— Document text —
○ ○ ○ ○

After making its presence felt in smartphones, different virtual online assistants, unnecessary home appliances, and our favorite applications, artificial intelligence was about time it made its way into computers. Hence, there is a need for the emergence of AI computers.
You might be wondering, aren’t we already using AI on our computers? Didn’t I just use ChatGPT on my laptop the other day?
Well, you did. However, using AI tools through a web browser on your computer is not the same as using native AI programs on the computer.
With most AI tools that we use these days — ChatGPT, Google Gemini, DALL-E, Midjourney, etc.- the bulk of the processing, if not all, is done on the company’s server, leaving very little to do on the user’s part. That is why it takes these tools a few seconds to minutes to answer a request.
As it turns out, the requests a user makes for these tools need to go to the company server first, from where the AI model computes the output. Then, the produced output is sent back to the user device, which signifies two major problems in third-party AI tools – latency and vulnerability. Since the request has to go to the remote server, there is a wait period for the user to get their answer. More importantly, as the information is passed to a remote location, how the information is handled is usually a mystery to the users.
To address the latency and confidentiality of the information, AI models need to be able to compute on-device, native to the user system. However, the rate at which artificial intelligence is advancing is exponential, and it is getting harder for personal computers to accommodate such large language models. This is where AI PCs come in, the most popular of which is the new Copilot+PC series.
Copliot+PC, introduced by Microsoft and adopted by ASUS, HP, Dell, and practically every major PC manufacturer, is a new generation of computers built specifically to run AI models natively and offer AI-powered features for everyday computer use.
This has been made possible because of the neural processing unit or NPU built into these laptops. In layman’s terms, NPU is similar to the CPU or central processing units but unlike a CPU, NPUs only process AI-related tasks so that the additional workload of running the AI model doesn’t burden the CPU or GPU.

○ ○ ○ ○

— Material provided —
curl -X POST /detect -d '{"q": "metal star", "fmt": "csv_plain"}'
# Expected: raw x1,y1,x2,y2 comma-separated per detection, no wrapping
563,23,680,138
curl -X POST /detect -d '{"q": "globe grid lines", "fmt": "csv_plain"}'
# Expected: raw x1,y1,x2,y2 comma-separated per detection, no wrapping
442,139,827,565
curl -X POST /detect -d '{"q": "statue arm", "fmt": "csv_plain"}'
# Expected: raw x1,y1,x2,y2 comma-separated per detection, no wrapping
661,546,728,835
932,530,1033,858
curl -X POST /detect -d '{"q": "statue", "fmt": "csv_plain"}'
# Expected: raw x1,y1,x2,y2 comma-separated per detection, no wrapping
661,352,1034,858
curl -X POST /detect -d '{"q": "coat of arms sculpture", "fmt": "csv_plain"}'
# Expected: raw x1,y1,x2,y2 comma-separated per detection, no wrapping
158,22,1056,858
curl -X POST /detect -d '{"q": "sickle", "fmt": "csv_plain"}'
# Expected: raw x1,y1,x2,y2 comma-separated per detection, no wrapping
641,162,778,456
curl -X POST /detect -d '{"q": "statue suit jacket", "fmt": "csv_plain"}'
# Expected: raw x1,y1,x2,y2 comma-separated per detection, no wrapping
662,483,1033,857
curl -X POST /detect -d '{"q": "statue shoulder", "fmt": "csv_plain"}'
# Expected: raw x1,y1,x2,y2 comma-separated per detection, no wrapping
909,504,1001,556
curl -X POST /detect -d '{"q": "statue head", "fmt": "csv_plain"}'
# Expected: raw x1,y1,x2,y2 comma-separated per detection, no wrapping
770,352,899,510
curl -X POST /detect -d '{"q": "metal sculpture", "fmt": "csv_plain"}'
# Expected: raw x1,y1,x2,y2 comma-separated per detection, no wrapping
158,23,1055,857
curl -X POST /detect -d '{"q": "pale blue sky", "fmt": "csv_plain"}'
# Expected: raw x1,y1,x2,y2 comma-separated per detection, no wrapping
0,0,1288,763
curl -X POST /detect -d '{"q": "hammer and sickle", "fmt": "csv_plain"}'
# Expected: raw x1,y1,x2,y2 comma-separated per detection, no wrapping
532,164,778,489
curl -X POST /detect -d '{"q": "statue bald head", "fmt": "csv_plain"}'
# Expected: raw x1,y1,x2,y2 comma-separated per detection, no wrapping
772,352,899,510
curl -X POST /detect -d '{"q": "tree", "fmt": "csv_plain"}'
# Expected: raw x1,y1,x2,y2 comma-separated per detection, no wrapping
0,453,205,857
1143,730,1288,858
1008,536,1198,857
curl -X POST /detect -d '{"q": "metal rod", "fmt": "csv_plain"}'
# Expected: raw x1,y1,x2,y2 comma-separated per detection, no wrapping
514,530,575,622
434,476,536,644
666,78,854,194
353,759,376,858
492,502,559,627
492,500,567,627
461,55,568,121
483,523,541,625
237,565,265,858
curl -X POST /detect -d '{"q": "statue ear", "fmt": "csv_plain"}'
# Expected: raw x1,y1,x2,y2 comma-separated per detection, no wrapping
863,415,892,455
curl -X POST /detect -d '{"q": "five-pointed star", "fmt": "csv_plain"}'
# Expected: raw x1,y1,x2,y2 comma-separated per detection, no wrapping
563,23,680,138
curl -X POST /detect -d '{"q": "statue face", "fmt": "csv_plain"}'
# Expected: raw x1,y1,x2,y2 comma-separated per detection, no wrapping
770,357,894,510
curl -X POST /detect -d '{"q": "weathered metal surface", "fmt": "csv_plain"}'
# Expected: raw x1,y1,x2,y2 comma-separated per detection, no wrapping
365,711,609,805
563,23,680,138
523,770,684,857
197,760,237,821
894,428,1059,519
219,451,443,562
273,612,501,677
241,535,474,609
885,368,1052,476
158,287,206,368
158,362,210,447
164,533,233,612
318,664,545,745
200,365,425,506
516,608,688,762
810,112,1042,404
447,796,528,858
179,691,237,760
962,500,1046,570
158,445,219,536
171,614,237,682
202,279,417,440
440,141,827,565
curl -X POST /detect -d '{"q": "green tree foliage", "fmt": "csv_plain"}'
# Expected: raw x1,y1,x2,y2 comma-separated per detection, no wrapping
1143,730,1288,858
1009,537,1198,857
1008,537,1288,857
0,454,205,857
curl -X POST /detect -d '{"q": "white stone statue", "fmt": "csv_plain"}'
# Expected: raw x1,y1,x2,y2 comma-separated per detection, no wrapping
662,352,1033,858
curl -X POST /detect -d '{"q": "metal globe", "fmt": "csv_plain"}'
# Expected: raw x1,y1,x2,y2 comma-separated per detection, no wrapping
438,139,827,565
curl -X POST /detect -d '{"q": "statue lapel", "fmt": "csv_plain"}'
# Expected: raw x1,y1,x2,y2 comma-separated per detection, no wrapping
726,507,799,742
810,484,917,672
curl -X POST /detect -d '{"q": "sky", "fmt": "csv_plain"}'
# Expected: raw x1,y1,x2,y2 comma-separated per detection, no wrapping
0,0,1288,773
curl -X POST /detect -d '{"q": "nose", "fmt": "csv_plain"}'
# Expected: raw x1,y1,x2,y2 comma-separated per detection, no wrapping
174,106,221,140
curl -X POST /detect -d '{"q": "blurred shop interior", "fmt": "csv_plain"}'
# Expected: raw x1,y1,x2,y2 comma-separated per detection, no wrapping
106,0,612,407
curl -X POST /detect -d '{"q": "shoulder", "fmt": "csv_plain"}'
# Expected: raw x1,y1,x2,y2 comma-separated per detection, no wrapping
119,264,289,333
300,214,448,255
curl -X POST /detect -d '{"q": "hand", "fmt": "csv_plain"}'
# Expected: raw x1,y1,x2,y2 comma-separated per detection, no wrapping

○ ○ ○ ○

— Task to carry out —
Could you reproduce the stretch of the text on AI computers from "After making its" through "answer a request." word for word?

— Solution to the problem —
After making its presence felt in smartphones, different virtual online assistants, unnecessary home appliances, and our favorite applications, artificial intelligence was about time it made its way into computers. Hence, there is a need for the emergence of AI computers.
You might be wondering, aren’t we already using AI on our computers? Didn’t I just use ChatGPT on my laptop the other day?
Well, you did. However, using AI tools through a web browser on your computer is not the same as using native AI programs on the computer.
With most AI tools that we use these days — ChatGPT, Google Gemini, DALL-E, Midjourney, etc.- the bulk of the processing, if not all, is done on the company’s server, leaving very little to do on the user’s part. That is why it takes these tools a few seconds to minutes to answer a request.